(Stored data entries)
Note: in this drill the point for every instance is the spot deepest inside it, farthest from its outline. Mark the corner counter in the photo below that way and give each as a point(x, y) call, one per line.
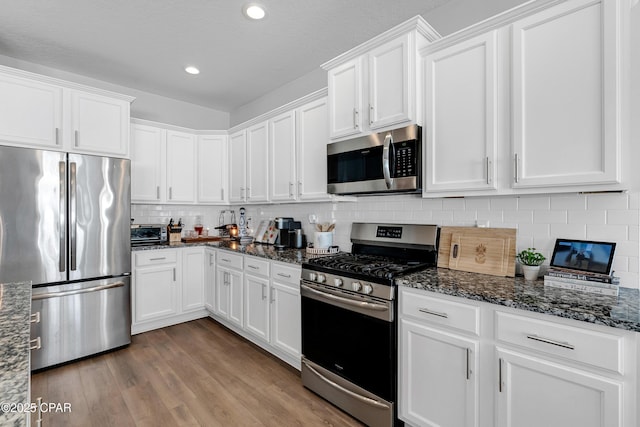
point(15, 326)
point(622, 312)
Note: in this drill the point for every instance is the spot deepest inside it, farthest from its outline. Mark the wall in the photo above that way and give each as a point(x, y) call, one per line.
point(539, 220)
point(146, 105)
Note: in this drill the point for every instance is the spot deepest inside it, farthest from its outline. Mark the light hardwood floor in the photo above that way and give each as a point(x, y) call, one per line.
point(194, 374)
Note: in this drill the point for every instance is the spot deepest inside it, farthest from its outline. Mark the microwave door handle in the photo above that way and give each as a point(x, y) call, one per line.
point(386, 170)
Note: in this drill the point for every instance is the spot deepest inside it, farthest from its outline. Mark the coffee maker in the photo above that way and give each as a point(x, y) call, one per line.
point(289, 233)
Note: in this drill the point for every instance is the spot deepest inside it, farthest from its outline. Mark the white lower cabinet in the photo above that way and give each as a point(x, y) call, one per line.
point(168, 287)
point(464, 363)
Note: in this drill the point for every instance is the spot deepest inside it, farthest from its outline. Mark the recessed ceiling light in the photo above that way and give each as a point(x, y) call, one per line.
point(254, 11)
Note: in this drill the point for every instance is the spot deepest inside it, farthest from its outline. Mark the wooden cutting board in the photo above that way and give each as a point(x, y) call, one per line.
point(480, 250)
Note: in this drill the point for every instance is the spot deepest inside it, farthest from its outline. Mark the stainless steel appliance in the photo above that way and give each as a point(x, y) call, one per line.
point(148, 234)
point(385, 162)
point(349, 311)
point(64, 225)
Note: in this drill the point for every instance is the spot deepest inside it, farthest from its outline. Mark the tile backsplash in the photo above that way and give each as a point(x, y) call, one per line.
point(538, 219)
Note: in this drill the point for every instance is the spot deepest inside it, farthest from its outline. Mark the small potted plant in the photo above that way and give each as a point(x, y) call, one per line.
point(530, 259)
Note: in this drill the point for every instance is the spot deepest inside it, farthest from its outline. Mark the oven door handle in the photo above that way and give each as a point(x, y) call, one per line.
point(361, 304)
point(361, 398)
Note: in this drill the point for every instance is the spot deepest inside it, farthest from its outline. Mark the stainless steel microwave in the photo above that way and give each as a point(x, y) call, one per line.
point(385, 162)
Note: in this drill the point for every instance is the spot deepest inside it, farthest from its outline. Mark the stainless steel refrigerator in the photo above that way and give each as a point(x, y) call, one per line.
point(64, 226)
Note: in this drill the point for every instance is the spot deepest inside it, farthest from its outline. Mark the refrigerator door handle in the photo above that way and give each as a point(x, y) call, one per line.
point(62, 168)
point(73, 217)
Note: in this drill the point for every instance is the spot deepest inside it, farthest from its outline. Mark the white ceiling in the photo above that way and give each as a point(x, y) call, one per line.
point(145, 44)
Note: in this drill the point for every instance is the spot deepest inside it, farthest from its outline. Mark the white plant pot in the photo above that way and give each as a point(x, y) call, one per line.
point(531, 272)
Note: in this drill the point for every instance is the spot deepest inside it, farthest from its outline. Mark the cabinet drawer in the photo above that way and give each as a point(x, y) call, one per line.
point(254, 265)
point(581, 345)
point(154, 257)
point(286, 274)
point(456, 315)
point(228, 259)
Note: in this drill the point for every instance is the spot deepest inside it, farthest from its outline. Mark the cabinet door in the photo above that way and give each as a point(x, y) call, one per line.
point(30, 112)
point(391, 94)
point(147, 154)
point(221, 301)
point(193, 278)
point(311, 147)
point(461, 88)
point(256, 306)
point(282, 156)
point(210, 279)
point(236, 301)
point(237, 165)
point(181, 166)
point(436, 369)
point(285, 318)
point(566, 96)
point(212, 168)
point(155, 292)
point(99, 124)
point(258, 163)
point(534, 392)
point(345, 99)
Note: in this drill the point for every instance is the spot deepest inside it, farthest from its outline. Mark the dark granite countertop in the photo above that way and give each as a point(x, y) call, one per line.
point(291, 256)
point(621, 312)
point(15, 326)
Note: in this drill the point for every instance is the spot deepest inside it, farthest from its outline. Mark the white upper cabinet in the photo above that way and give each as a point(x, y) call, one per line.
point(148, 145)
point(181, 176)
point(566, 96)
point(30, 112)
point(345, 93)
point(311, 149)
point(460, 129)
point(374, 86)
point(282, 157)
point(237, 164)
point(392, 95)
point(212, 169)
point(42, 112)
point(258, 163)
point(99, 124)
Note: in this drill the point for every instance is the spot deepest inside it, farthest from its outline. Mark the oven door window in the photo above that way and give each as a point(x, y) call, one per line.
point(357, 347)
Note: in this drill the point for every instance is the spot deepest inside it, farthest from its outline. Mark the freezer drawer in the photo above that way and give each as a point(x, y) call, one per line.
point(79, 319)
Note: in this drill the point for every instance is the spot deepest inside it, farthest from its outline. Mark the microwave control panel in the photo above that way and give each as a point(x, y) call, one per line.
point(405, 159)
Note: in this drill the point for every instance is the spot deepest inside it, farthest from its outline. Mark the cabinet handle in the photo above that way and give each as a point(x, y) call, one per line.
point(36, 344)
point(433, 313)
point(550, 341)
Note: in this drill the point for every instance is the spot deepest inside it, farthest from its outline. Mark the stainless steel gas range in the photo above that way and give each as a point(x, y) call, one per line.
point(349, 329)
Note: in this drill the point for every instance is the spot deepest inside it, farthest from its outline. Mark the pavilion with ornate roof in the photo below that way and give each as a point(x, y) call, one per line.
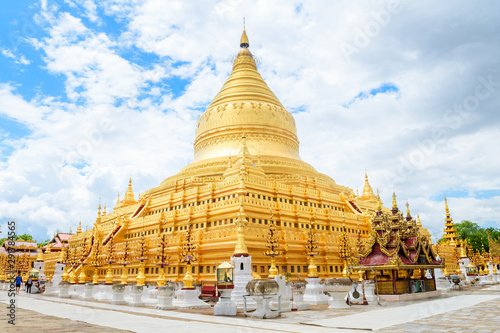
point(398, 255)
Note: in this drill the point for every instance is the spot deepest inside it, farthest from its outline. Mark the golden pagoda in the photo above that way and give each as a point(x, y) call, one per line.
point(246, 163)
point(449, 247)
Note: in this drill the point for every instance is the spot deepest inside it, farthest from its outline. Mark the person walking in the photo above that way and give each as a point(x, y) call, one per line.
point(19, 279)
point(28, 285)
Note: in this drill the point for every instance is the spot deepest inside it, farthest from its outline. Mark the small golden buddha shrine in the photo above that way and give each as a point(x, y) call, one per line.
point(399, 254)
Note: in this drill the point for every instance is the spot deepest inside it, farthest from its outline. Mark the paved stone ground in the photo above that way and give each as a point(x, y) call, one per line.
point(30, 321)
point(482, 317)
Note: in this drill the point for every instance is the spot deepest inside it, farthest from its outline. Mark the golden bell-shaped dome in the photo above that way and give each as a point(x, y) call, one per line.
point(246, 105)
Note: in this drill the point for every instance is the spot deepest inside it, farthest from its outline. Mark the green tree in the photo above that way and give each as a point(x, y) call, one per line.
point(42, 244)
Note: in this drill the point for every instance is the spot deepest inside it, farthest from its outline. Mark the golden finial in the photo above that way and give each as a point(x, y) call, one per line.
point(419, 224)
point(129, 194)
point(244, 39)
point(379, 206)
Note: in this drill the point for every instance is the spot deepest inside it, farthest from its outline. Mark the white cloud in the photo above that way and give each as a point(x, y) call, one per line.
point(17, 59)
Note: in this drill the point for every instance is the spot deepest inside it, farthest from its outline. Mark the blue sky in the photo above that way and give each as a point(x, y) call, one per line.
point(94, 93)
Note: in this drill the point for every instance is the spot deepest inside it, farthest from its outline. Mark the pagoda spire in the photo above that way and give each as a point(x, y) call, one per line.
point(419, 224)
point(379, 206)
point(450, 232)
point(244, 38)
point(367, 190)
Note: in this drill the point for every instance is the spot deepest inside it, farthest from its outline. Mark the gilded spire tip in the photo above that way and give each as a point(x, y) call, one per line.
point(244, 38)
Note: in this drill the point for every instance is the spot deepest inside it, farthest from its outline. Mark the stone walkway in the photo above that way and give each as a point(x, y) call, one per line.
point(472, 310)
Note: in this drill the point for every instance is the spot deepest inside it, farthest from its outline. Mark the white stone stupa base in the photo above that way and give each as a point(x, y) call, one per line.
point(298, 302)
point(225, 306)
point(118, 298)
point(263, 308)
point(242, 273)
point(337, 300)
point(165, 303)
point(88, 293)
point(104, 293)
point(136, 296)
point(189, 299)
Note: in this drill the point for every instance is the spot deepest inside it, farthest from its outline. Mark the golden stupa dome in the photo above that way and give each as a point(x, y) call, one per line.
point(246, 121)
point(245, 105)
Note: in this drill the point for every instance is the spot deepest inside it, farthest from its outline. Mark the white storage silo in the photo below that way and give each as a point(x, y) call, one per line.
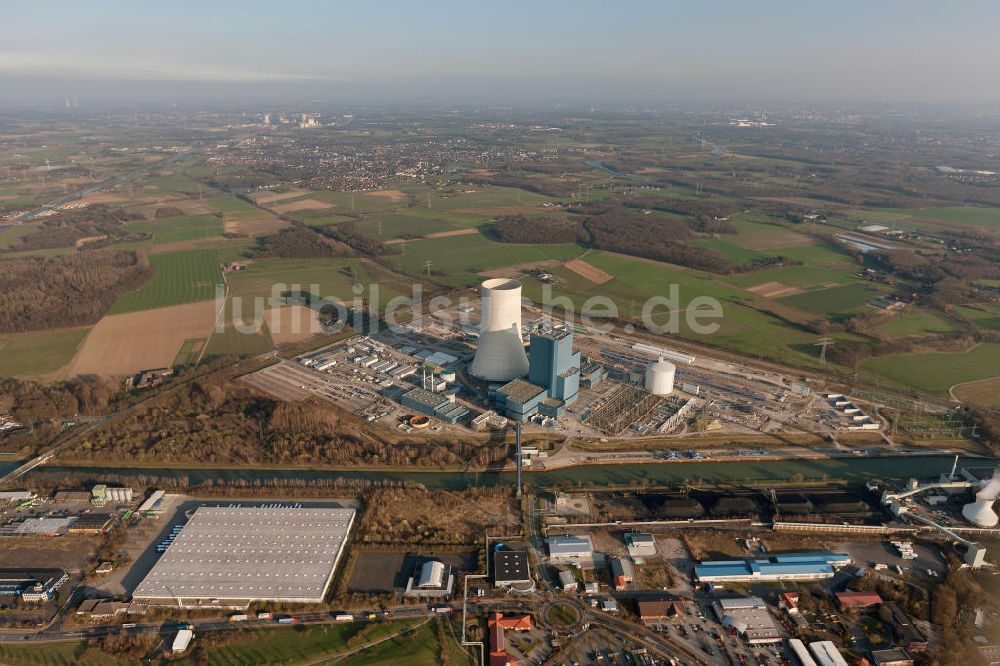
point(660, 377)
point(500, 355)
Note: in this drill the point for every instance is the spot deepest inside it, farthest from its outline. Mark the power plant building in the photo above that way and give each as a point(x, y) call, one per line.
point(438, 405)
point(500, 355)
point(553, 379)
point(554, 365)
point(660, 377)
point(519, 399)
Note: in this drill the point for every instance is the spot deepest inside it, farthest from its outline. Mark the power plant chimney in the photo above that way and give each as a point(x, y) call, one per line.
point(500, 355)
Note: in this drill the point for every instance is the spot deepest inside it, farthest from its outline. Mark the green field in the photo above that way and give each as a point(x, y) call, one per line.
point(11, 235)
point(735, 253)
point(179, 277)
point(804, 277)
point(457, 260)
point(985, 316)
point(306, 644)
point(234, 208)
point(386, 226)
point(178, 229)
point(741, 327)
point(176, 182)
point(834, 303)
point(936, 372)
point(334, 278)
point(912, 322)
point(59, 654)
point(930, 217)
point(38, 352)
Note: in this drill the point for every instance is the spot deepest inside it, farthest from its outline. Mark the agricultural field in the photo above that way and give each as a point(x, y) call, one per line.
point(984, 393)
point(179, 277)
point(984, 315)
point(179, 229)
point(929, 218)
point(834, 303)
point(636, 280)
point(936, 372)
point(914, 322)
point(121, 344)
point(242, 218)
point(459, 260)
point(39, 352)
point(60, 654)
point(308, 644)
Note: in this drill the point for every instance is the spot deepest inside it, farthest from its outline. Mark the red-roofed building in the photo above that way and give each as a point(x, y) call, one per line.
point(857, 599)
point(789, 601)
point(498, 645)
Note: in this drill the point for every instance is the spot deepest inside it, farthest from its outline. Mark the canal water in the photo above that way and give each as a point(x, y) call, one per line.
point(842, 469)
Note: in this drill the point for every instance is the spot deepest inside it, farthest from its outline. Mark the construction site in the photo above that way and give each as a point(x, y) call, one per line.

_What to do_.
Repeat exactly the lines from the one containing "Mark the red-roofed" through the last line of the records above, both included, and nothing else.

_Expected answer_.
Note: in this drill the point for every instance is the spot deepest inside it, farthest from its outline. Mark the red-roofed building in the photo above that way and give each as a point(x, y) call, one per line.
point(857, 599)
point(789, 601)
point(498, 645)
Note: in this drill the point for every instance is the spot deepest inside it, farthest from its outline. Mark the canal water in the photo above that way and give each as a point(x, y) call, one per line.
point(842, 469)
Note: in this drill the point for every instance is the spot deepest inside it, farthest from its outline. Mark the construction site in the photo above that way and give each as a point(x, y) call, one per line.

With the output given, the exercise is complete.